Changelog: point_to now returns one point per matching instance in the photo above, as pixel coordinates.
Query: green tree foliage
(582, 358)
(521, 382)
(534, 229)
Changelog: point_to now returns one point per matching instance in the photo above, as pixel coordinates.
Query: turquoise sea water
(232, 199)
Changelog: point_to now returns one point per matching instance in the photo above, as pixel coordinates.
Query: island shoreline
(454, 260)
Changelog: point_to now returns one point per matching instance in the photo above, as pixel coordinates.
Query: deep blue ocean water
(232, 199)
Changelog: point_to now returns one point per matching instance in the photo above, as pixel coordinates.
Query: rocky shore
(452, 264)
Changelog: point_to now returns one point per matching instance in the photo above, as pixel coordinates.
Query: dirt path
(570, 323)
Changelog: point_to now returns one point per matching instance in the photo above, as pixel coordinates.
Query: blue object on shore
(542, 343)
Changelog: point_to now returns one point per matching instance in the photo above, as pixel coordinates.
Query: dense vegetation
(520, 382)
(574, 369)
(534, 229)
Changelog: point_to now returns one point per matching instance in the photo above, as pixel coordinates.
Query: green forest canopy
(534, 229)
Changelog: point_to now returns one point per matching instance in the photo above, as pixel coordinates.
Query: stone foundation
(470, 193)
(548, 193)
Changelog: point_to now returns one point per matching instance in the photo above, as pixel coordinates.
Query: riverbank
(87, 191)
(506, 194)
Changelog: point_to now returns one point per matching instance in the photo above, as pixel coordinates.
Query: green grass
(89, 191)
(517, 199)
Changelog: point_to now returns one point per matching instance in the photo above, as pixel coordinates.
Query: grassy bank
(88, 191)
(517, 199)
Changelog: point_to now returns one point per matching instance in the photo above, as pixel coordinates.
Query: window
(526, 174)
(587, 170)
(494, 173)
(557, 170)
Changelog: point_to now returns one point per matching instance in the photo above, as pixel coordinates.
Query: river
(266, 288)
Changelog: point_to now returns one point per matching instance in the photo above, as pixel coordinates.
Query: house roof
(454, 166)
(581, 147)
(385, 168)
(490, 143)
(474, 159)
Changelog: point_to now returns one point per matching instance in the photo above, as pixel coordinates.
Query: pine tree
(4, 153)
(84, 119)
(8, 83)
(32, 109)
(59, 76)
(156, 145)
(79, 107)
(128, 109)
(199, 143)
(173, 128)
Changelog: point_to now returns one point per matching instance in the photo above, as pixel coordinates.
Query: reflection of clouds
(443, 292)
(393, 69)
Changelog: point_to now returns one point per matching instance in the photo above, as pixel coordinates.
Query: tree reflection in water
===============
● Task brief
Pull out every line of the material above that contains the word "water" and copy each one in full. Case counts, so match only that exact capitalization.

● Full output
Query: turquoise sea water
Query: deep blue ocean water
Query: tree reflection in water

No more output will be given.